Segment Start: MATERIAL SUPPLIED

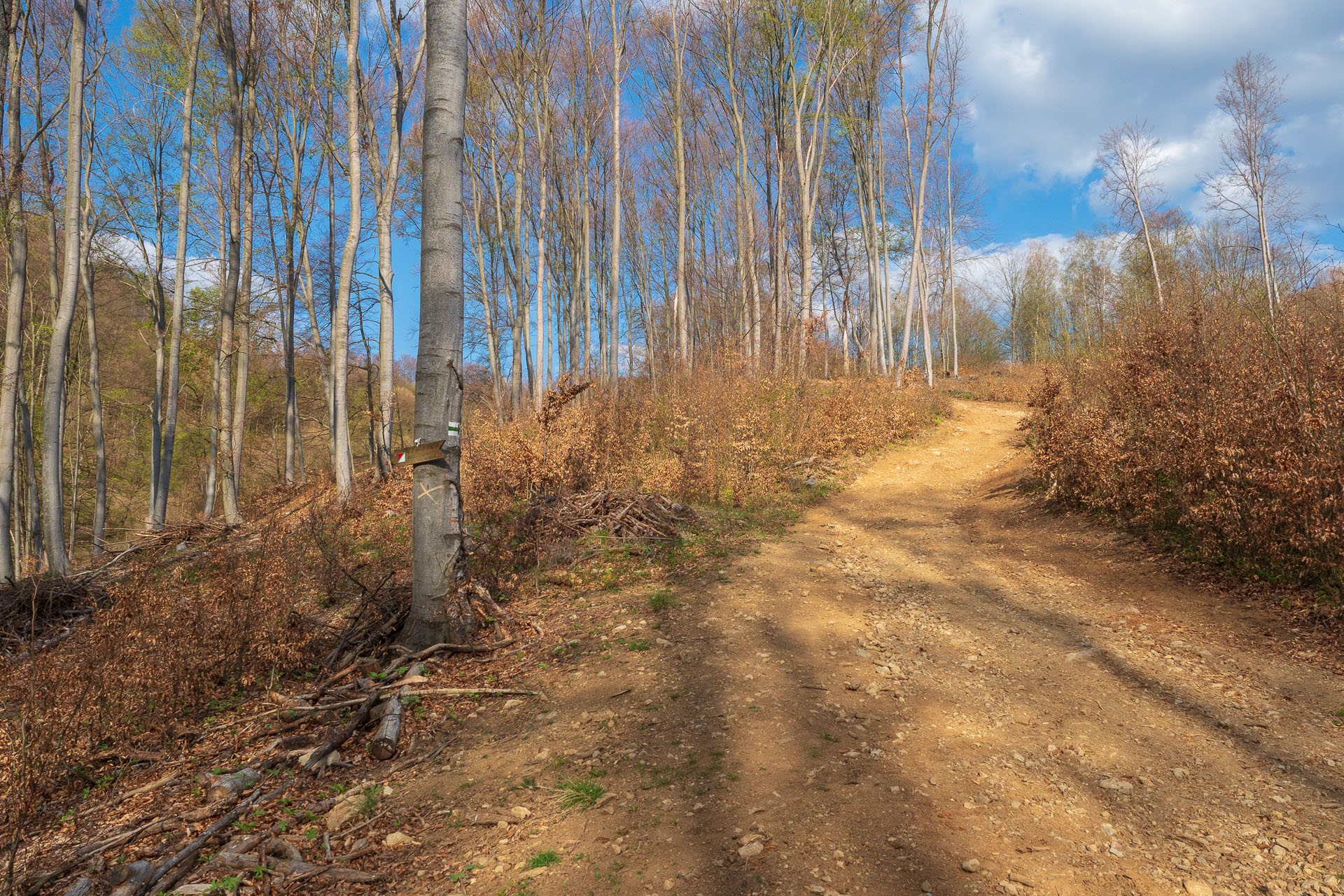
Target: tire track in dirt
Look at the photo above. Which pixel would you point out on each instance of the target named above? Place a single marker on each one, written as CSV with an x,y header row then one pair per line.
x,y
927,685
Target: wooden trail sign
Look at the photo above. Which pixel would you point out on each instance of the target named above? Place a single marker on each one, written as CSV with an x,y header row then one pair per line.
x,y
420,454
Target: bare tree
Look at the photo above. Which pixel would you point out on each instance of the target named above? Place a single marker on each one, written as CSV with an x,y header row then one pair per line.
x,y
54,396
342,464
438,613
17,237
1250,183
1129,158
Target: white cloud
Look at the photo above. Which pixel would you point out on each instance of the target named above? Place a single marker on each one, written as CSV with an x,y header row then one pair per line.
x,y
1050,76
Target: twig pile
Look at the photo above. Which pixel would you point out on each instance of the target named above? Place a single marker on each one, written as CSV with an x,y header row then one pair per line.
x,y
622,514
45,610
375,692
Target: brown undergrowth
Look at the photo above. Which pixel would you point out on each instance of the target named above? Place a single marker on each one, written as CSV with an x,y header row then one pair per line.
x,y
204,618
1217,433
1008,383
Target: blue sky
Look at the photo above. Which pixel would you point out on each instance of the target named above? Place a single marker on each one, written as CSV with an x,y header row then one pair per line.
x,y
1050,76
1047,77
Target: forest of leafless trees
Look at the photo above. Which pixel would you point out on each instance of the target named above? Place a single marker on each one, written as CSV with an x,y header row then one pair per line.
x,y
209,203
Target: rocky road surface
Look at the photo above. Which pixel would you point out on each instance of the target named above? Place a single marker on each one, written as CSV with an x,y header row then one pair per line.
x,y
929,685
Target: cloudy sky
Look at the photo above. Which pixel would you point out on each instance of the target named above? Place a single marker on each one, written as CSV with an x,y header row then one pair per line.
x,y
1050,76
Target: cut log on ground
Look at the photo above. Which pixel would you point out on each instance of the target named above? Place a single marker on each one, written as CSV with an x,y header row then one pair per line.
x,y
246,862
355,724
232,786
384,746
130,879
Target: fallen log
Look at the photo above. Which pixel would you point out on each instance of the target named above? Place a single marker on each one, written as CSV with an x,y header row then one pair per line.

Segment End: MATERIAL SUPPLIED

ABOUT THIS EXERCISE: Give back the full listing exactly as written, only without its pictures.

YOUR SOLUTION:
Target: tire track in dirt
Look at the photo above. Which pixel would you point out on each instance of the target named above? Place a single marker on each one, written as CSV with an x,y header row then one pair per line.
x,y
927,685
Target: wooden trail sign
Look at the photo above. Which pixel would you point out on each instance of the target named above? Place a single marker on each one, written as CSV with an x,y header row then one pair per line.
x,y
420,454
Target: bare tree
Look at the photo above. Which pixel would you point out on each instance of the target named above? Place a single marker on each one, written as CSV with an x,y header row then one pair per line.
x,y
54,396
342,464
438,613
17,237
1250,183
1129,158
Target: white cloud
Look at the photo above. Which pixel would you point out on each instance of the target named above? Place a single marker on each one, written as CSV with an x,y header row then one pair per line.
x,y
1050,76
Target: twig pile
Look at the photo above. Which pixel would you point out on each instance of the target named above? Place a single marker on each one, written as CSV with an x,y header row then one pair per line.
x,y
622,514
45,610
375,692
Target: brown undergrowth
Look at the photo above. Which pixel would you point out on each instance of the target named above? Place a single marker on each one, written as CSV with an x,y header row then one pair per line.
x,y
204,618
1217,433
1008,383
Target: blue sky
Look at the photo above. Which pixel would you point out on each instance of the target named above? Place a single marker on each one, written as CSV with an x,y header row then one pair per line.
x,y
1050,76
1047,77
Target: forest of leafless trees
Look at the photo above. Which pixel would you point out on each instance of the target named above? Place a single marker on each one, written as CSV with an x,y header row then one pair per line.
x,y
209,203
Target: rocky road surface
Look at the photo above. Which pixel would you point out on each instance of the target named above? Place a single marker on each one, written as CSV with an x,y header row then one pair per line.
x,y
929,685
Target: cloudy sky
Look at the photo above. Which pixel would you point out on each instance of the target named above? Place a single marker on each one, written as CSV with an x,y header row then one pair per line.
x,y
1050,76
Target: cut log on ground
Look at the photo above. Which pixel would you point out on each instance of the target named above? Place a single marker on each one, written as CSV with an x,y header row then one pair per line.
x,y
246,862
355,724
232,786
384,746
130,879
Target: fallen log
Look at the photo above. Which pixel would you point out on each instance of the target named above? Place a single marker on each one, written as CSV with an x,y header row then one pair per line.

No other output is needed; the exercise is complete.